begin

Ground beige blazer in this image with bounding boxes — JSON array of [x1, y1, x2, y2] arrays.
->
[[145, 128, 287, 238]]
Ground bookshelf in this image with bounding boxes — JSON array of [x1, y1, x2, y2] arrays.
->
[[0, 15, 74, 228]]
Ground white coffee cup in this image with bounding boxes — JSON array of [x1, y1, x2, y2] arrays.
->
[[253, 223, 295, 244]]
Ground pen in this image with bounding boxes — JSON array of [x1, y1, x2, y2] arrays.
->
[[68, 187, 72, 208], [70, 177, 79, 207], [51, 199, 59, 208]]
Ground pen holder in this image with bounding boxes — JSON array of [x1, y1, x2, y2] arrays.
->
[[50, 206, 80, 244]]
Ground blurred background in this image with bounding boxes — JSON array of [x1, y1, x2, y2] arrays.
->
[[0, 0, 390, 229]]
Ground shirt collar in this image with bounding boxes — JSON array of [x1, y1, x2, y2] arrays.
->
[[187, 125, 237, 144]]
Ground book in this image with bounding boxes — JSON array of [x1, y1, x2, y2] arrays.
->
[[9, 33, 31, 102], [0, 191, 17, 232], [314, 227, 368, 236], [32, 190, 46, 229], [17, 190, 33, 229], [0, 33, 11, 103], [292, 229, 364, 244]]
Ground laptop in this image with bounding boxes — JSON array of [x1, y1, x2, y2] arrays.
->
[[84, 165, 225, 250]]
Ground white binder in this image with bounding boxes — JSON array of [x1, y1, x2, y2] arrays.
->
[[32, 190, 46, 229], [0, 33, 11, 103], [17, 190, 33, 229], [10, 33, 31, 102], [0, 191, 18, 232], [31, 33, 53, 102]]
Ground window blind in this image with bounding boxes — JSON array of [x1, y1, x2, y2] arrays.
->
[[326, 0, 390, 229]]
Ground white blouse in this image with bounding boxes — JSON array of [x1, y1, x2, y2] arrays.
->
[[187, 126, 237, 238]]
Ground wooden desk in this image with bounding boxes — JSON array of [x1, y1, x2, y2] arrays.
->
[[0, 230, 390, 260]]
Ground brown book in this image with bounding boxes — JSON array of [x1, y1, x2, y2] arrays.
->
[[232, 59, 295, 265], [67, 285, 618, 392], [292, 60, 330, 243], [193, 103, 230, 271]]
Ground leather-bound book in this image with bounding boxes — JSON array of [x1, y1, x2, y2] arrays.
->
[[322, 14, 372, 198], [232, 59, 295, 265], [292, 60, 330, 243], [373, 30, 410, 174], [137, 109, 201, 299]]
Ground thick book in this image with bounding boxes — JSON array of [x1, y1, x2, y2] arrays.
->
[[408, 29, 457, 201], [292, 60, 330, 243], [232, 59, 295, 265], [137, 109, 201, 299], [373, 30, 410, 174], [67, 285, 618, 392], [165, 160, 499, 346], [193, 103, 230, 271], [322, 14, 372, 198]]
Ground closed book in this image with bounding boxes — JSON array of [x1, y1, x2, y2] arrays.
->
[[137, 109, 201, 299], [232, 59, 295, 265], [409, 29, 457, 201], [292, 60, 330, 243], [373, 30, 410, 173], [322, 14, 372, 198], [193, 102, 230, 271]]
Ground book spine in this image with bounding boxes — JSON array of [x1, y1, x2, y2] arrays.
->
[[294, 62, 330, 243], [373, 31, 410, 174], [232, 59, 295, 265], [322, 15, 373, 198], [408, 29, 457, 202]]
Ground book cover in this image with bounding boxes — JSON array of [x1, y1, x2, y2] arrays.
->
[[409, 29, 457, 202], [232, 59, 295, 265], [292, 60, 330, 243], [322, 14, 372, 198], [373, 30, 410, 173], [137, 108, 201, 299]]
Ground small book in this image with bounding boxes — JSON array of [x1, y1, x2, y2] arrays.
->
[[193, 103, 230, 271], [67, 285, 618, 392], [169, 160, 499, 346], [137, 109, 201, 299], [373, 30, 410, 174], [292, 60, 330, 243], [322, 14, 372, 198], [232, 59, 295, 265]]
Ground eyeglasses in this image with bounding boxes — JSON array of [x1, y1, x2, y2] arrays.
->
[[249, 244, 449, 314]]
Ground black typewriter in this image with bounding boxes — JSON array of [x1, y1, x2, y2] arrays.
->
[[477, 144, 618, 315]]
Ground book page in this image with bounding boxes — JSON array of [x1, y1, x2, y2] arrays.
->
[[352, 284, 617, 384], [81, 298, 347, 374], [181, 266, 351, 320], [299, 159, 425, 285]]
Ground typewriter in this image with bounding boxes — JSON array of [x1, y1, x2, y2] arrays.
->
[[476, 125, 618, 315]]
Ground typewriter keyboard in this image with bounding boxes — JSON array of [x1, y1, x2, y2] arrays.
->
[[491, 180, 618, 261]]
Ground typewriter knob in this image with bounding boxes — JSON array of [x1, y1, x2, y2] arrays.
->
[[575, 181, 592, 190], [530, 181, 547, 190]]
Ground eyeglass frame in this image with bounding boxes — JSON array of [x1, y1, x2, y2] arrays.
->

end

Extract and reproduce, unchanged, the lines of the material from the line with "Ground shirt collar" to the line with "229, 364, 244]]", including both of those lines.

Ground shirt collar in this image with bounding boxes — JSON array of [x1, y1, x2, y2] arrays.
->
[[187, 125, 237, 144]]
Ground book in this image with bounding boxes — JSON array of [x1, y1, x2, y2] arrays.
->
[[9, 33, 31, 102], [0, 191, 17, 232], [314, 227, 368, 236], [32, 190, 46, 229], [17, 190, 33, 229], [0, 33, 11, 103], [292, 229, 364, 244]]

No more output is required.